PASSAGE SHOWN
--- START ---

Appointed: Ambassador to Syria, Robert Stephen Ford

Syria has been supporting terrorist organizations since before 1979. When the prime minster of Lebanon was assassinated in 2005, intelligence sources pointed to Syria as the culprit. The U.S. refused to dignify Syria with continued association and withdrew Ambassador Margaret Scobey shortly after the murder.

The worst band of murderers in the Middle East are among Syria’s friends: Hezbollah, Hamas, and break-off groups from the PLO. Today, Damascus is strengthening its ties with Iran.

President Obama knew this recess period was his best chance to bypass security-minded Republican senators and send an ambassador to a known terror sponsor.

This signals a foolish change in U.S. policy. It should be addressed openly and publicly when Congress reconvenes in January.

Appointed: Deputy Attorney General, Dept. Of Justice, James M. Cole

Taking the number two spot behind Attorney General Eric Holder is a man soft on terrorism, and an attack dog sent after Newt Gingrich in 1996 for ethics violations. Gingrich was forced to pay a $300,000 fine because he taught a college course entitled “Renewing American Civilization” at a tax-exempt college — this is very scary stuff.

A few years later in 2002, Cole compared the 9/11 attacks to the drug trade and other domestic violence:

“Our country has faced many forms of devastating crime including the scourge of the drug trade, the reign of organized crimes, and countless acts of rape, child abuse and murder,” Cole wrote. “The acts of September 11 were horrible, but so are those other things.”

After enraging the country with that dismissal, Cole said the terrorists are really criminals in the general sense, and deserving of constitutional protections — legal representation, trial by jury, right to cross-examine witnesses (if any of them are still alive), and the right to present their own defense.

This appointment of Cole allows President Obama to pound one more wide wedge separating acts of terrorism from acts of war, and calling them instead matters of domestic violence.

Is it constitutional?

Setting aside President Obama’s rabid penchant for weakening America, the Constitution does make room for these kinds of recess appointments.

Article 2.2.3 says the president shall have the power to fill vacancies that occur while the Senate is in recess.

Says W. Cleon Skousen in The Making of America, “This provision gives the President the right to make temporary appointments in order to fill vacancies to important positions while the Senate is not in session and therefore cannot confirm the appointments.

“Of course, when the Senate does convene, the name of the temporary appointee must be presented for confirmation, and if no affirmative action is taken by the end of the session, the temporary appointment is terminated even without a formal rejection of the appointee.”

Obama’s recess appointments will expire in about a year unless the Senate acts.

What did the Founders say?

--- END ---

WRITTEN TASKS
a – Decide whether each statement agrees with the piece on recess appointments, answering yes or no and quoting the words of the piece that settle it. (i) The U.S. pulled Ambassador Margaret Scobey out of Syria soon after the assassination of Lebanon's prime minister. (ii) Gingrich paid a $500,000 fine. (iii) A recess appointee stays in office until the Senate formally rejects the appointment.
b – Carry the piece on recess appointments forward from its last line, the question about what the Founders said.

ITEMS

--- START ---

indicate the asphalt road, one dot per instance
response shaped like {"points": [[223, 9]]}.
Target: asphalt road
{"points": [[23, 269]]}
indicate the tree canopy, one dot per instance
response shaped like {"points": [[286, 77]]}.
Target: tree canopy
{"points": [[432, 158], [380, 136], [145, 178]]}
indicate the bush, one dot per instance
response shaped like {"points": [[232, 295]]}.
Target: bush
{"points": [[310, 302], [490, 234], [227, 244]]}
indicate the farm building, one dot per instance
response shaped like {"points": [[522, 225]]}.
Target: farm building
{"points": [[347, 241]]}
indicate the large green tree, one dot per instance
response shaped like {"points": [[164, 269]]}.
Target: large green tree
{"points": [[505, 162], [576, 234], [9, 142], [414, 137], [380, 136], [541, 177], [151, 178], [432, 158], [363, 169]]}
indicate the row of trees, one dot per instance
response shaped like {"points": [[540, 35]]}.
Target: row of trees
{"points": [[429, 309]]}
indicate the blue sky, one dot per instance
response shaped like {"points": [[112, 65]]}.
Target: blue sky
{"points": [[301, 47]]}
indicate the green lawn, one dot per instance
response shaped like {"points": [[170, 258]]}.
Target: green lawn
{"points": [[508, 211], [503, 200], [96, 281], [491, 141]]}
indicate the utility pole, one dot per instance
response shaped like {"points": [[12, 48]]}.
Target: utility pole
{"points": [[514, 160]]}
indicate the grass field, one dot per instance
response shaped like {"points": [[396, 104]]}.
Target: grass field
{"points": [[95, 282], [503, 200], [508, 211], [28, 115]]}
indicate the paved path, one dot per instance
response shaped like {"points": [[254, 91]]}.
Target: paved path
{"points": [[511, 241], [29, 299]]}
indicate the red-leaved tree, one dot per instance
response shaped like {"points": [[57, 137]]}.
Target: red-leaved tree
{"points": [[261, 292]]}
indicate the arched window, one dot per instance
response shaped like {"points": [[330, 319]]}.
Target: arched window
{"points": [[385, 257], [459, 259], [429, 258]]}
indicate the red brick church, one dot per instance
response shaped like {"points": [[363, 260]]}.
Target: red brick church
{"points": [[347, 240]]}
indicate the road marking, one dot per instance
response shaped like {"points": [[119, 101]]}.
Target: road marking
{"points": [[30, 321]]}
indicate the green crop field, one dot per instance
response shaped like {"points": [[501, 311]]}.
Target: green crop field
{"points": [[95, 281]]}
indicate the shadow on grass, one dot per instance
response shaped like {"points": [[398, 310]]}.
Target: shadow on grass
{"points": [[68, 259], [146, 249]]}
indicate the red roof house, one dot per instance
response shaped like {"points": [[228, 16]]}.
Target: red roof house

--- END ---

ANSWERS FOR THE EXERCISE
a –
(i) Yes: "withdrew Ambassador Margaret Scobey shortly after the murder."
(ii) No: "Gingrich was forced to pay a $300,000 fine"
(iii) No: "the temporary appointment is terminated even without a formal rejection of the appointee."

b –
Alexander Hamilton was supportive of the power. In Federalist Paper No. 67 he said: “As it would have been improper to oblige this body [Senate] to be continually in session for the appointment of officers, and as vacancies might happen in their recess . . . the succeeding clause is evidently intended to authorize the President, singly, to make temporary appointments.”

Archibald MacLaine (a patriot from North Carolina) expressed concern that important national business would be neglected if the president could not continue the work of state after the Senate recessed:

“This power can be vested nowhere but in the executive,” MacLaine wrote, “because he is perpetually acting for the public; for, though the Senate is to advise him in the appointment of officers, etc., yet, during the recess, the President must do this business, or else it will be neglected; and such neglect may occasion public inconveniences.”

Senate approval was meant to prevent the president from subverting the will of the people. Hamilton said “[The Senate] would be an excellent check upon a spirit of favoritism in the President, and would tend greatly to prevent the appointment of unfit characters. . . .”

Playing Politics

Presidents have been making recess appointments since the beginning. Unfortunately, the power to sway national policy independent of representation by the people can be significant, dangerous, and foreboding to national security — as demonstrated this week.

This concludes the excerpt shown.